▶ [Exercise aim] Count every line in the entries that holds the word "floor". The reply is that count alone.
..............................
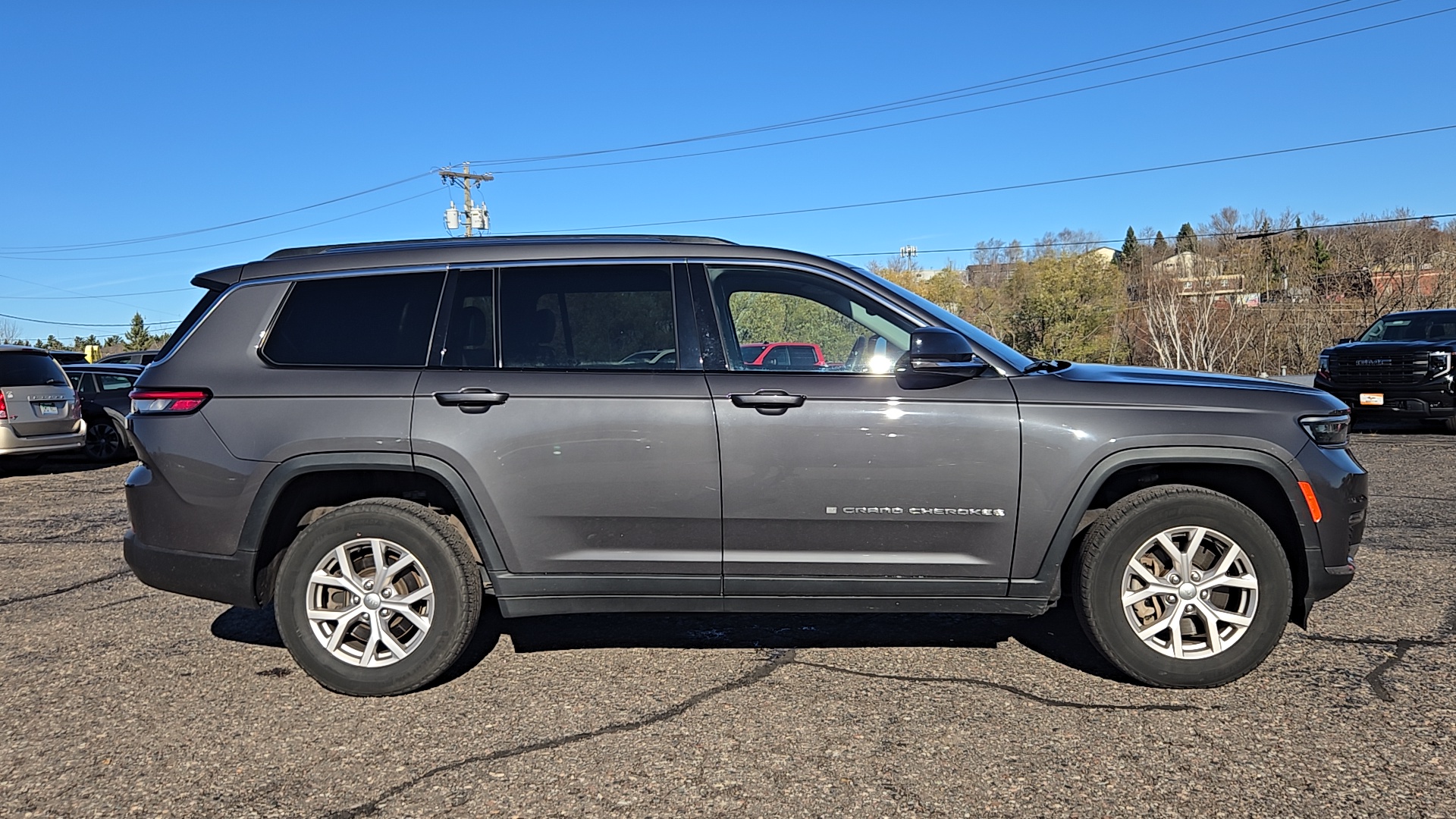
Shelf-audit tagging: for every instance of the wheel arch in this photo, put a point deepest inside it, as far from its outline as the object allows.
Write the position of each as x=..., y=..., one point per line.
x=299, y=488
x=1254, y=479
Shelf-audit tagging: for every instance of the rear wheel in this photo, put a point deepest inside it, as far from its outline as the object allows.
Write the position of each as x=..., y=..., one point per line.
x=104, y=441
x=1184, y=588
x=378, y=596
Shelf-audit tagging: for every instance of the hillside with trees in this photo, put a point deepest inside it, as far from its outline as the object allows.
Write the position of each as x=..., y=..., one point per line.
x=1206, y=300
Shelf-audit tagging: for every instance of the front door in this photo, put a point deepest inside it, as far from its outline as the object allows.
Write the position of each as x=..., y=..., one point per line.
x=560, y=400
x=832, y=469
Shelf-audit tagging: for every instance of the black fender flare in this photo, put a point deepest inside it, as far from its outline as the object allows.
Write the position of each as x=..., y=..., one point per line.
x=1047, y=582
x=273, y=485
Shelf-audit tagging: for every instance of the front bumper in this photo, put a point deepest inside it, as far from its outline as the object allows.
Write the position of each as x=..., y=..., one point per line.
x=1414, y=401
x=226, y=579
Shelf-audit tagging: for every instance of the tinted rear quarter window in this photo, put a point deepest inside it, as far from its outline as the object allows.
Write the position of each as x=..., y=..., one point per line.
x=378, y=321
x=30, y=369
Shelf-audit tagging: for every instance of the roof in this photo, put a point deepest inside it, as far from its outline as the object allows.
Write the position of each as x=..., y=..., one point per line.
x=492, y=241
x=490, y=251
x=83, y=368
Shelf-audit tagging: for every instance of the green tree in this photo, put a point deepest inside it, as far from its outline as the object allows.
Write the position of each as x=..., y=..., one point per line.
x=1161, y=249
x=139, y=337
x=1320, y=259
x=1131, y=251
x=1185, y=241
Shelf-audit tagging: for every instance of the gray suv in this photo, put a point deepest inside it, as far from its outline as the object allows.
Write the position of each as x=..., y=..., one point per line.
x=373, y=438
x=38, y=409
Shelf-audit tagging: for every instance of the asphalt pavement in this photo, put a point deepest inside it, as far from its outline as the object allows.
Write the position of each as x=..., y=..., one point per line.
x=123, y=700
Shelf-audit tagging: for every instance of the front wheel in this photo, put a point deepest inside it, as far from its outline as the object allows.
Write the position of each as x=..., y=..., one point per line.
x=1184, y=588
x=378, y=596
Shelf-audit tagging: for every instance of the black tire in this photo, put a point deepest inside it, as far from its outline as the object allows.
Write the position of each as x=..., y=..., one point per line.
x=1130, y=528
x=104, y=441
x=444, y=564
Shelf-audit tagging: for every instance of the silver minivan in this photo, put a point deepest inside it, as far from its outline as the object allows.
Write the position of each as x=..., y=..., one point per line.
x=38, y=409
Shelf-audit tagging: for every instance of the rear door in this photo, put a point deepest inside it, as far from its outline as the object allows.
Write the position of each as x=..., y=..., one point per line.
x=38, y=397
x=836, y=472
x=588, y=458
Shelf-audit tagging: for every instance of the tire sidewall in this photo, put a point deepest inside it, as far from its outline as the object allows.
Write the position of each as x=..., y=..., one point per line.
x=1116, y=635
x=93, y=430
x=452, y=617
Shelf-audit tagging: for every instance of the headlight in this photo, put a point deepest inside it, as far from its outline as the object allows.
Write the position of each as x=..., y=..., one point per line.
x=1440, y=365
x=1329, y=430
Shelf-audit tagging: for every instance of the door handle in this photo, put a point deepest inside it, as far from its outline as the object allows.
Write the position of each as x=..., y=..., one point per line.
x=766, y=401
x=472, y=400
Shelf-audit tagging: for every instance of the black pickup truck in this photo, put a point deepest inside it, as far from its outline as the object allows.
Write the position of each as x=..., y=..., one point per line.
x=1400, y=368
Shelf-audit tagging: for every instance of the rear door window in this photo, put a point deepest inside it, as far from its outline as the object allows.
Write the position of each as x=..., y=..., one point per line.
x=357, y=321
x=588, y=318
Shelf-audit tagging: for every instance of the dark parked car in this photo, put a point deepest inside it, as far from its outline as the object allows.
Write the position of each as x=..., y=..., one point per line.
x=38, y=409
x=101, y=388
x=67, y=356
x=478, y=425
x=1398, y=369
x=142, y=357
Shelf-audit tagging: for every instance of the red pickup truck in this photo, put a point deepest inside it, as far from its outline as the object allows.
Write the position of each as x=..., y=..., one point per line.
x=783, y=354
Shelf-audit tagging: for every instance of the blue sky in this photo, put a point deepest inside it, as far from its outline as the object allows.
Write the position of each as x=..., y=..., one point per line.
x=127, y=121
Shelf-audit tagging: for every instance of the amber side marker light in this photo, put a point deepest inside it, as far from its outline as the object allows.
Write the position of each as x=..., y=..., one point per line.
x=1310, y=500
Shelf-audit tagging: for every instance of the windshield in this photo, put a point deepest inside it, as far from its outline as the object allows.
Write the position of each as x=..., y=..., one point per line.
x=1435, y=325
x=952, y=321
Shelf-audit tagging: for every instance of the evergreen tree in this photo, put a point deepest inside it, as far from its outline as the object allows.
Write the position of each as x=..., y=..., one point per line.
x=1161, y=248
x=137, y=337
x=1131, y=251
x=1185, y=241
x=1320, y=257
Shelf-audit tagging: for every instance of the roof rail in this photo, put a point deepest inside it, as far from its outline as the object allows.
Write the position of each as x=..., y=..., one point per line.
x=491, y=241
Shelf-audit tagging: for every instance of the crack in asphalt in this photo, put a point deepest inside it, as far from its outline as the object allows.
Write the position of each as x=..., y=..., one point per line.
x=55, y=592
x=1401, y=645
x=1011, y=689
x=778, y=657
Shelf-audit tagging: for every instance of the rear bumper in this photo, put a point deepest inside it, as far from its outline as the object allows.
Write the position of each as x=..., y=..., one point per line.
x=226, y=579
x=12, y=444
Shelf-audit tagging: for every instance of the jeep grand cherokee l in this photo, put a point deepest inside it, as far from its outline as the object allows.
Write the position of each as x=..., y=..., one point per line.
x=375, y=436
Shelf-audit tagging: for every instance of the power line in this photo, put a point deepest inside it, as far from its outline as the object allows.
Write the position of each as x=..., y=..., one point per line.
x=98, y=295
x=1053, y=95
x=93, y=245
x=229, y=242
x=1210, y=235
x=956, y=93
x=1018, y=187
x=76, y=324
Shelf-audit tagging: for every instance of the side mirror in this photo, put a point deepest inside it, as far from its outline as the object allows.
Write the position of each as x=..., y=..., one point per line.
x=938, y=357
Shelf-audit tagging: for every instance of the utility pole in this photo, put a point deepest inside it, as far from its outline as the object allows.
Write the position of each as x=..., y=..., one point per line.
x=475, y=218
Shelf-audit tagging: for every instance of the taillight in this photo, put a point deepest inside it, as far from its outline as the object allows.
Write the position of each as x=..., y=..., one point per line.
x=168, y=401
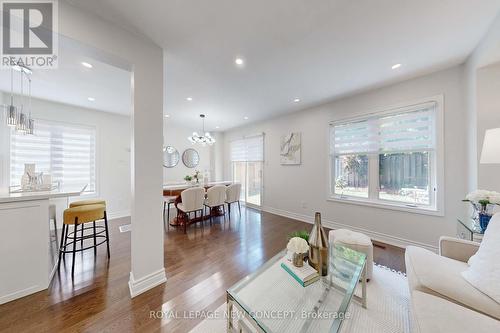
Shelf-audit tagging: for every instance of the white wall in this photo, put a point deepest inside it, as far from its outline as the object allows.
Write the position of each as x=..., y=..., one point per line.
x=286, y=187
x=176, y=136
x=488, y=116
x=486, y=53
x=112, y=150
x=146, y=60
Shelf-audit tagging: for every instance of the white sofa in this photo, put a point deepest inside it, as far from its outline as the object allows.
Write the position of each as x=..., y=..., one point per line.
x=442, y=300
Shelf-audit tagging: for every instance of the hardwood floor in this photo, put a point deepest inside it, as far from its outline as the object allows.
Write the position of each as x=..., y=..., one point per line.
x=200, y=266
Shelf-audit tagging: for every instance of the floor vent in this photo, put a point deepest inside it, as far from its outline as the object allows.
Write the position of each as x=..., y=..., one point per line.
x=126, y=228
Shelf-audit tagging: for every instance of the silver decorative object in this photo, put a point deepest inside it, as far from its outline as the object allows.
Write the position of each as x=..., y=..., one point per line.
x=204, y=138
x=170, y=157
x=298, y=259
x=190, y=158
x=318, y=247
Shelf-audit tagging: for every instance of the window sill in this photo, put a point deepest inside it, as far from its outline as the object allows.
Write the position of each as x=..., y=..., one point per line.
x=387, y=205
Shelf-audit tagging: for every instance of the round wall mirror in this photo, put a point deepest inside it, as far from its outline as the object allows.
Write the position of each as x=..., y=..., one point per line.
x=170, y=157
x=190, y=158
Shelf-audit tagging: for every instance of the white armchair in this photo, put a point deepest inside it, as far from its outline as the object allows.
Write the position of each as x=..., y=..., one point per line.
x=192, y=202
x=216, y=197
x=233, y=195
x=458, y=249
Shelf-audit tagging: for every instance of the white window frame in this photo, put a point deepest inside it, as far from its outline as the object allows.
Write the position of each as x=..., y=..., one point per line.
x=245, y=202
x=87, y=193
x=436, y=207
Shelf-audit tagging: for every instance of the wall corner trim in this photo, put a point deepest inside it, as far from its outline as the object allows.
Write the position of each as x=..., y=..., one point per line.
x=147, y=282
x=381, y=237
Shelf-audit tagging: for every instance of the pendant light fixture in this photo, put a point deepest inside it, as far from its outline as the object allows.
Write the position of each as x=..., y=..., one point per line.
x=204, y=138
x=22, y=122
x=11, y=108
x=20, y=116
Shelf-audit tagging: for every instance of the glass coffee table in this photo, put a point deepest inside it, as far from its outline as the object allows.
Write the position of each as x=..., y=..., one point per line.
x=270, y=300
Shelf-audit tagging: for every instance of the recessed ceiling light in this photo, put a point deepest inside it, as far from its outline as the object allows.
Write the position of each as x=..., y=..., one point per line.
x=86, y=64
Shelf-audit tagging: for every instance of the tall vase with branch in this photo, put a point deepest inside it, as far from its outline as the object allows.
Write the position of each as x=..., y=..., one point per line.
x=483, y=203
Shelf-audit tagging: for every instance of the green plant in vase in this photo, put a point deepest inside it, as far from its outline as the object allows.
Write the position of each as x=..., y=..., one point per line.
x=301, y=234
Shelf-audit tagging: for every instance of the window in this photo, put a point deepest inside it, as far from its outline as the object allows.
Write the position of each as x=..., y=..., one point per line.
x=65, y=151
x=387, y=158
x=247, y=157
..............................
▶ [Written reply] 2